ABOUT THIS EXERCISE: Leave out the pictures and copy every record exactly.

#### PROVIDED MATERIAL ####

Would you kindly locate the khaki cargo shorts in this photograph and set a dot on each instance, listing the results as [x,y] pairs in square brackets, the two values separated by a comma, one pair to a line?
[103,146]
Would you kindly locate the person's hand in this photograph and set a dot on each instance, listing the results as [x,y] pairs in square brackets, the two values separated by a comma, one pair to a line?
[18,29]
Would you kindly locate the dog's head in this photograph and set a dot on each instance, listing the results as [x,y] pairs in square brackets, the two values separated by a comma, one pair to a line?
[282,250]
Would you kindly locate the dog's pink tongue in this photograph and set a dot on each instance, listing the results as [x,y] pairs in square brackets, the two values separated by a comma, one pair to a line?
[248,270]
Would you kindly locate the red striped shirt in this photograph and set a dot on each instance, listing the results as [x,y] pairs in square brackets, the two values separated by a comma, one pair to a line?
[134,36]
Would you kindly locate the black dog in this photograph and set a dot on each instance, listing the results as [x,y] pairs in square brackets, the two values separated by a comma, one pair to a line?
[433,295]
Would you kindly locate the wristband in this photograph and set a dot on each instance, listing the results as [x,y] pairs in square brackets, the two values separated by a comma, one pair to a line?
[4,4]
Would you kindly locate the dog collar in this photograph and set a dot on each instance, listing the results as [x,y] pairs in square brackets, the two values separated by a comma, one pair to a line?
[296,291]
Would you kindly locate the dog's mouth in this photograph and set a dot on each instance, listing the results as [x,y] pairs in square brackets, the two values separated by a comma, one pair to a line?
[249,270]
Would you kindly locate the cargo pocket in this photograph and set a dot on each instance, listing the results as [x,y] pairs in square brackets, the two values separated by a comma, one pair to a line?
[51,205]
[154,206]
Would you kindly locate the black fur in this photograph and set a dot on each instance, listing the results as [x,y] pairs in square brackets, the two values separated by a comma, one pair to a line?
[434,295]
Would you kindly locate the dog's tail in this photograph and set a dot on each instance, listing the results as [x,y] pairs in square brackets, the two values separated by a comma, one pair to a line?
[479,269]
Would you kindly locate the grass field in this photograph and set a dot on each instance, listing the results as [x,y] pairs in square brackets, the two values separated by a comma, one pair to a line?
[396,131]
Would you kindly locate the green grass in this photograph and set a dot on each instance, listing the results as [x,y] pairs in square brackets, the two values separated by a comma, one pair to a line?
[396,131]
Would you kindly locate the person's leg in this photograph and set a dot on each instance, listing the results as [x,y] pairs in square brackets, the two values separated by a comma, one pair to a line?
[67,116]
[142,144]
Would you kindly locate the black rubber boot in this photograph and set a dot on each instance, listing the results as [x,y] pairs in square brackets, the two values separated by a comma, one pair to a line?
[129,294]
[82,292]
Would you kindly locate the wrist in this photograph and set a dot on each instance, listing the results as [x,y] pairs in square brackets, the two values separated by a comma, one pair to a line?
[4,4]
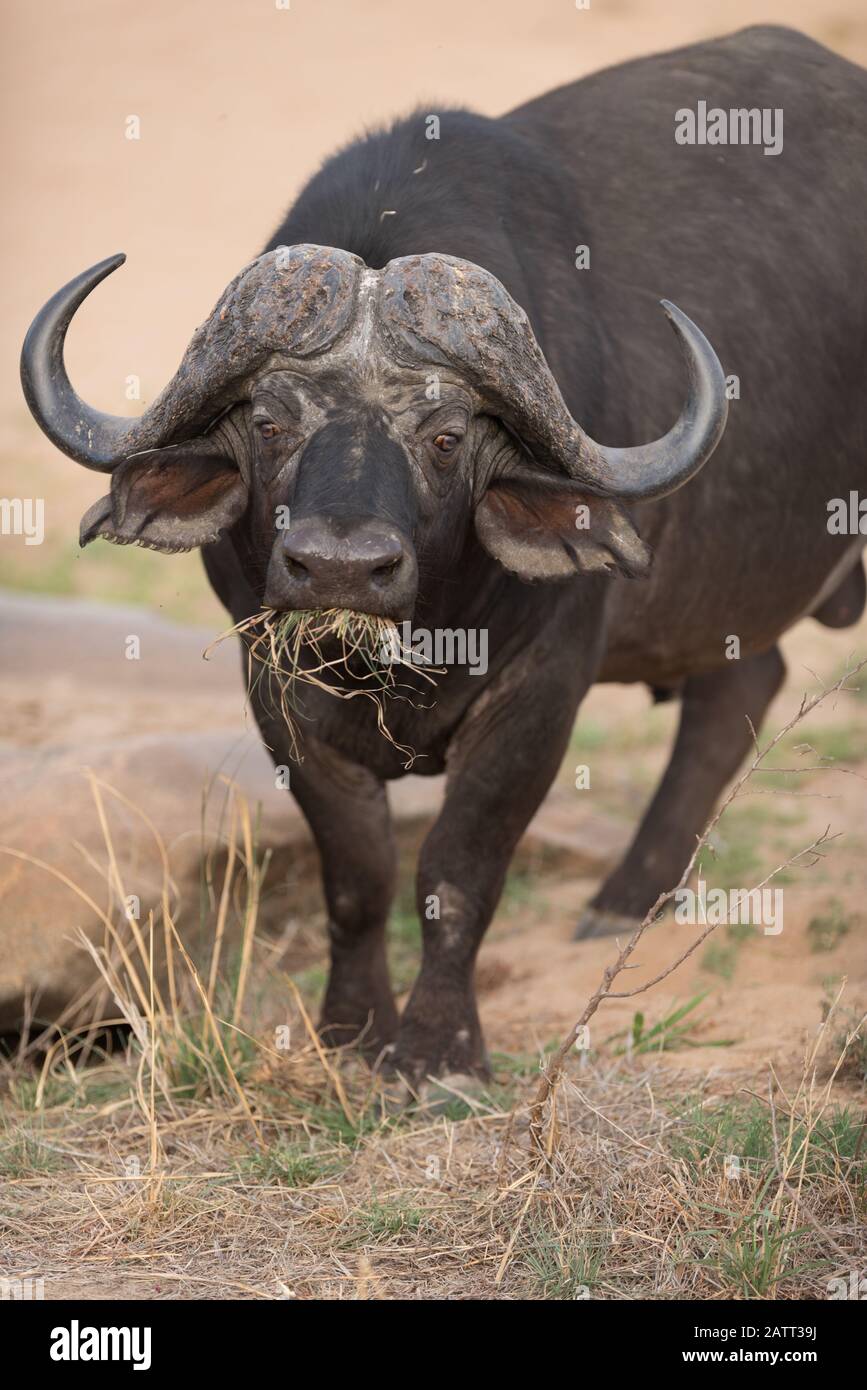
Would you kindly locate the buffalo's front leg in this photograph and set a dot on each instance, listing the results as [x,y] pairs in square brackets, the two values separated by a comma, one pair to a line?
[500,765]
[346,809]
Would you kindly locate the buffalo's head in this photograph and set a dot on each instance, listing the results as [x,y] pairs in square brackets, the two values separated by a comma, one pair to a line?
[350,426]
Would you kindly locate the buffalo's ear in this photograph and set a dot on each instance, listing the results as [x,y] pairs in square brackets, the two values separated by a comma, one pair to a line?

####

EXPECTED ANSWER:
Would you kindly locate the khaki cargo shorts in this photograph and set a dot on each instance, listing the results as [x,y] pairs in square brackets, the two values separated by a comma, one pair to a line?
[103,146]
Would you kindly locate the person's hand in this photograph and set a dot on each instance, listing the results as [x,y] pairs in square brackets, the two values separated by a comma, one pair to a line?
[18,29]
Would you kindly locate the dog's head in this photograph and set a dot on each instance, listing the results as [x,y] pairs in square brackets, the two values separated by a comma, one pair to a line?
[282,250]
Would you kindly locate the dog's pink tongue in this photograph and set a dot on each instance, listing the results as [x,y] pairs in square brackets, the two values separated by a comma, one pair to a line?
[248,270]
Would you kindly locate the red striped shirt in this photograph and set a dot on each instance, listing the results as [x,y] pairs in square brackets, the two values separated by a comma, one pair to a line?
[134,36]
Would you kindly locate the black dog in this photograph and set a dot on each instance, listing the results as [x,y] pairs in square brackets, the two values separated by a comma, one pair to a line?
[433,295]
Would you kindly locate the wristband in this photograph and set a dot on each instance, listing the results as [x,y] pairs in square brackets, the two values separated by a comma, one pair to a line?
[4,4]
Would you kindly locate the dog collar in this photograph and set a dot on each instance, listing the results as [x,y] pairs in square brackets, the two values separated by a comma, one pair to a line?
[296,291]
Would you kindly locate the dog's mouth in this photograph and set a dot on each instance, listing the results as [x,y] pairs in square brackets, the two values separated by a comma, one pair to a line?
[249,270]
Would you kindly locate the cargo pocket in this photograph and set a dot on each instance, listing the results as [x,y] pairs in square brackets, the two values separated by a comma, one pair to a line?
[51,205]
[154,206]
Would you kindly locate the black fur in this photograph and set a dot on each instance, listing the results as [x,y] pairs in square brackets, the two values separated by a comma, one pair to a line?
[434,295]
Would you kindly locate the dog's tail in this photograph and set a dot on each instance, listing the results as [x,y] pairs in square brackets, the two values separated by a comma, one pair to a line?
[479,269]
Would you kindly locate the grass field in this photograph and set a dot on each instance, listing the results as [x,y] pairs in square brackets, the two values separated by a comma, one pair to a line?
[396,131]
Would you kindly locate the green grass in this photograph and set a dot on each instance, listing the results as [x,y] pairs in square brackets, the two values separated by a comma, one pair to a line?
[396,131]
Would you kindly locate the person's leg in this photograph and set a dot on each instance, listing the results as [x,y] pairs in square brackets, the two values separated by a comma, one pair to a line?
[67,116]
[142,144]
Would you kindly locate the black rubber boot in this photograph and set a dot on each instance, listing the results as [x,y] pairs in square brackets, the two values separated by a comma, one pair to a line?
[129,294]
[82,292]
Would you kindly locate the wrist in this photograph and set a dot on each instance, listing the results as [x,y] pairs in square brackets, the two values separated by a comma, one pair to a line?
[4,4]
Would you kindly locate the buffalo's front leg in this photograph and set a dot on each instance, listing the results as [x,y] pairs in square brackets, the two values separated by a comma, one pair to a line?
[500,765]
[346,809]
Would you kindly locate the buffalo's head in this photograph and set a dot on each instance, listing the results as [x,y] pairs in square brackets, the two values separated by a comma, one pair to a line?
[350,426]
Would you kindly locate the buffalo's ear in this photograph and set a dot on each instance, listing the results as [x,y] pairs in square brackets, the two values separated by a comma, one pair to a line?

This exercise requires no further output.